___ Data records

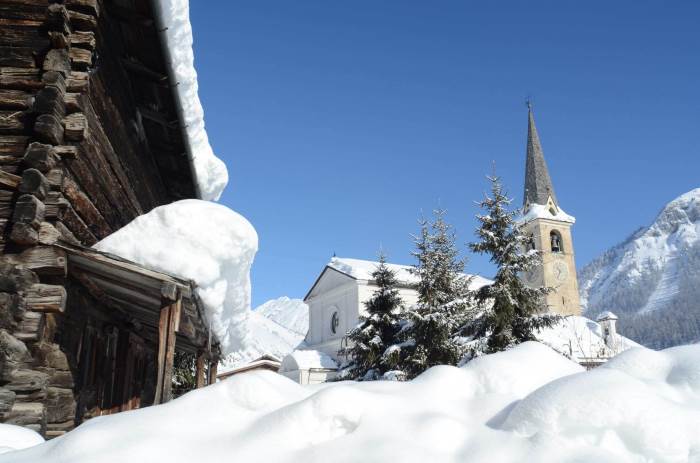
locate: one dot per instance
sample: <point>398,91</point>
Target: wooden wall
<point>89,140</point>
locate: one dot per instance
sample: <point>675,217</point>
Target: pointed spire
<point>538,185</point>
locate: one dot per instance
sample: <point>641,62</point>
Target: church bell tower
<point>550,230</point>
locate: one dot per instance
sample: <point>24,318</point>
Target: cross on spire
<point>538,184</point>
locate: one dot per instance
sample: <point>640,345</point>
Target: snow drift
<point>173,17</point>
<point>526,404</point>
<point>203,241</point>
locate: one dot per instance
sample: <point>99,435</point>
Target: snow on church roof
<point>173,19</point>
<point>362,270</point>
<point>303,359</point>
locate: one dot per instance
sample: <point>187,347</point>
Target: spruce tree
<point>512,311</point>
<point>375,331</point>
<point>429,333</point>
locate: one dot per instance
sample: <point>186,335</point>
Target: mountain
<point>292,314</point>
<point>652,279</point>
<point>276,327</point>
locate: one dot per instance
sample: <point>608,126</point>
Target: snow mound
<point>581,339</point>
<point>292,314</point>
<point>538,211</point>
<point>526,404</point>
<point>265,337</point>
<point>203,241</point>
<point>650,279</point>
<point>173,17</point>
<point>17,438</point>
<point>276,328</point>
<point>303,359</point>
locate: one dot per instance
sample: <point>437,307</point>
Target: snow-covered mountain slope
<point>652,278</point>
<point>276,327</point>
<point>292,314</point>
<point>528,404</point>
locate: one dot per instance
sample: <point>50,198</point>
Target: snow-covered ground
<point>526,404</point>
<point>292,314</point>
<point>276,327</point>
<point>203,241</point>
<point>643,273</point>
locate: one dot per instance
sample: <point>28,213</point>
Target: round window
<point>335,321</point>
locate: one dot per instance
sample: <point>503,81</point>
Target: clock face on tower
<point>561,271</point>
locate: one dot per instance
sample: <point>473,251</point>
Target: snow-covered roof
<point>202,241</point>
<point>581,339</point>
<point>606,316</point>
<point>362,270</point>
<point>538,211</point>
<point>173,20</point>
<point>308,360</point>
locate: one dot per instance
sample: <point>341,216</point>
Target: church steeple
<point>538,185</point>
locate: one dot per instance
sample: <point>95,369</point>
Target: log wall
<point>89,140</point>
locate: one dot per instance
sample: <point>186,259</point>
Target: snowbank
<point>17,438</point>
<point>527,404</point>
<point>173,18</point>
<point>203,241</point>
<point>538,211</point>
<point>362,270</point>
<point>581,339</point>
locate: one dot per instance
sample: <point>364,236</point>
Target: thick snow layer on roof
<point>202,241</point>
<point>304,359</point>
<point>363,269</point>
<point>538,211</point>
<point>17,438</point>
<point>581,338</point>
<point>173,18</point>
<point>526,404</point>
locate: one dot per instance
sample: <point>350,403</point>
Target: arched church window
<point>531,243</point>
<point>555,239</point>
<point>335,321</point>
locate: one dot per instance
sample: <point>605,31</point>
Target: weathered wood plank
<point>84,40</point>
<point>13,122</point>
<point>46,298</point>
<point>21,57</point>
<point>10,181</point>
<point>34,183</point>
<point>75,126</point>
<point>20,78</point>
<point>40,157</point>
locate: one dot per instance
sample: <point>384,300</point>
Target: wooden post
<point>199,376</point>
<point>167,329</point>
<point>213,366</point>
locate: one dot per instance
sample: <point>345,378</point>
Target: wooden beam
<point>199,371</point>
<point>213,367</point>
<point>169,321</point>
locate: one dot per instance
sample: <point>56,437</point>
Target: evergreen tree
<point>376,331</point>
<point>511,310</point>
<point>429,332</point>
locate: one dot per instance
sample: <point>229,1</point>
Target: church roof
<point>538,184</point>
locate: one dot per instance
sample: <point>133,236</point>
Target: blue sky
<point>341,121</point>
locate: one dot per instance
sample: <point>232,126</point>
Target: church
<point>337,297</point>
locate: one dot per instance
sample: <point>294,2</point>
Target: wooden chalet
<point>90,138</point>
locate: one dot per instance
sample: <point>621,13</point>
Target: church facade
<point>337,297</point>
<point>549,228</point>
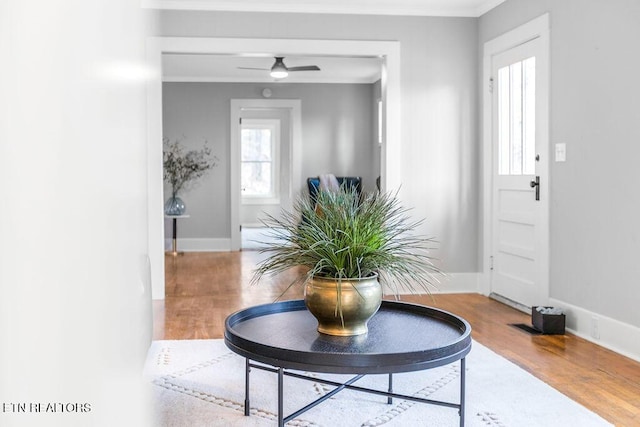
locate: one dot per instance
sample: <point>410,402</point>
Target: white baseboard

______

◆ What is required ◆
Write every record out again exactly; no pictures belong in the copy.

◆ Answer below ◆
locate: one dot per instance
sample: <point>398,91</point>
Target: wooden wall
<point>89,140</point>
locate: one dot per instance
sample: <point>675,217</point>
Target: pointed spire
<point>538,185</point>
locate: one dot per instance
sample: <point>641,62</point>
Target: church bell tower
<point>550,230</point>
locate: one dot per instance
sample: <point>24,318</point>
Target: cross on spire
<point>538,184</point>
locate: one dot per instance
sample: <point>640,345</point>
Target: snow drift
<point>173,17</point>
<point>526,404</point>
<point>203,241</point>
locate: one dot per instance
sample: <point>99,435</point>
Target: snow on church roof
<point>173,19</point>
<point>362,270</point>
<point>303,359</point>
locate: one dot per instance
sample: <point>187,347</point>
Target: spruce tree
<point>512,311</point>
<point>375,331</point>
<point>429,333</point>
locate: one dot per instance
sample: <point>186,335</point>
Target: mountain
<point>292,314</point>
<point>652,279</point>
<point>276,327</point>
locate: one dot per instance
sample: <point>608,126</point>
Target: snow mound
<point>581,339</point>
<point>292,314</point>
<point>538,211</point>
<point>526,404</point>
<point>265,337</point>
<point>203,241</point>
<point>650,279</point>
<point>173,17</point>
<point>17,438</point>
<point>276,328</point>
<point>303,359</point>
locate: one dot per instance
sample: <point>437,307</point>
Target: snow-covered mountain slope
<point>652,278</point>
<point>276,327</point>
<point>292,314</point>
<point>528,404</point>
locate: one dot per instance
sample: <point>50,198</point>
Target: snow-covered ground
<point>526,404</point>
<point>292,314</point>
<point>276,327</point>
<point>203,241</point>
<point>643,273</point>
locate: one dot per instance
sample: <point>28,213</point>
Target: round window
<point>335,321</point>
locate: one dot per instance
sample: <point>503,81</point>
Target: clock face on tower
<point>561,271</point>
locate: one dot per instance
sample: <point>473,251</point>
Target: snow-covered roof
<point>202,241</point>
<point>581,339</point>
<point>606,316</point>
<point>362,270</point>
<point>538,211</point>
<point>173,20</point>
<point>308,360</point>
locate: one dot per instance
sample: <point>341,216</point>
Target: church steeple
<point>538,185</point>
locate: one dot per instance
sample: <point>95,369</point>
Target: log wall
<point>89,140</point>
locate: one dot per instance
sample: <point>186,259</point>
Target: snowbank
<point>17,438</point>
<point>527,404</point>
<point>173,18</point>
<point>203,241</point>
<point>538,211</point>
<point>362,270</point>
<point>581,339</point>
locate: one dot per instance
sample: <point>364,236</point>
Target: thick snow layer on roof
<point>202,241</point>
<point>304,359</point>
<point>363,269</point>
<point>538,211</point>
<point>17,438</point>
<point>581,338</point>
<point>173,18</point>
<point>526,404</point>
locate: one dot per instance
sample: <point>350,403</point>
Target: arched church window
<point>531,243</point>
<point>555,239</point>
<point>335,321</point>
locate: one dot per instance
sample: <point>605,31</point>
Target: weathered wood plank
<point>84,40</point>
<point>13,122</point>
<point>46,298</point>
<point>21,57</point>
<point>10,181</point>
<point>34,183</point>
<point>75,126</point>
<point>20,78</point>
<point>40,157</point>
locate: one dot per instance
sample: <point>384,300</point>
Target: wooden post
<point>199,376</point>
<point>167,329</point>
<point>213,366</point>
locate: one dot per instance
sample: <point>345,378</point>
Target: wooden beam
<point>199,371</point>
<point>213,367</point>
<point>169,321</point>
locate: one dot per instance
sample: <point>56,437</point>
Target: evergreen tree
<point>376,331</point>
<point>511,310</point>
<point>429,332</point>
locate: one dot per instance
sample: <point>229,1</point>
Target: church roof
<point>538,184</point>
locate: one dot per instance
sample: <point>133,236</point>
Target: blue sky
<point>341,121</point>
locate: one dot per instance
sample: <point>232,126</point>
Target: church
<point>337,297</point>
locate: one dot per instance
sample: <point>294,2</point>
Target: wooden chalet
<point>90,138</point>
locate: one dot per instance
sample: <point>621,13</point>
Target: church facade
<point>337,297</point>
<point>549,228</point>
locate: one dot per instance
sample: <point>410,402</point>
Target: white baseboard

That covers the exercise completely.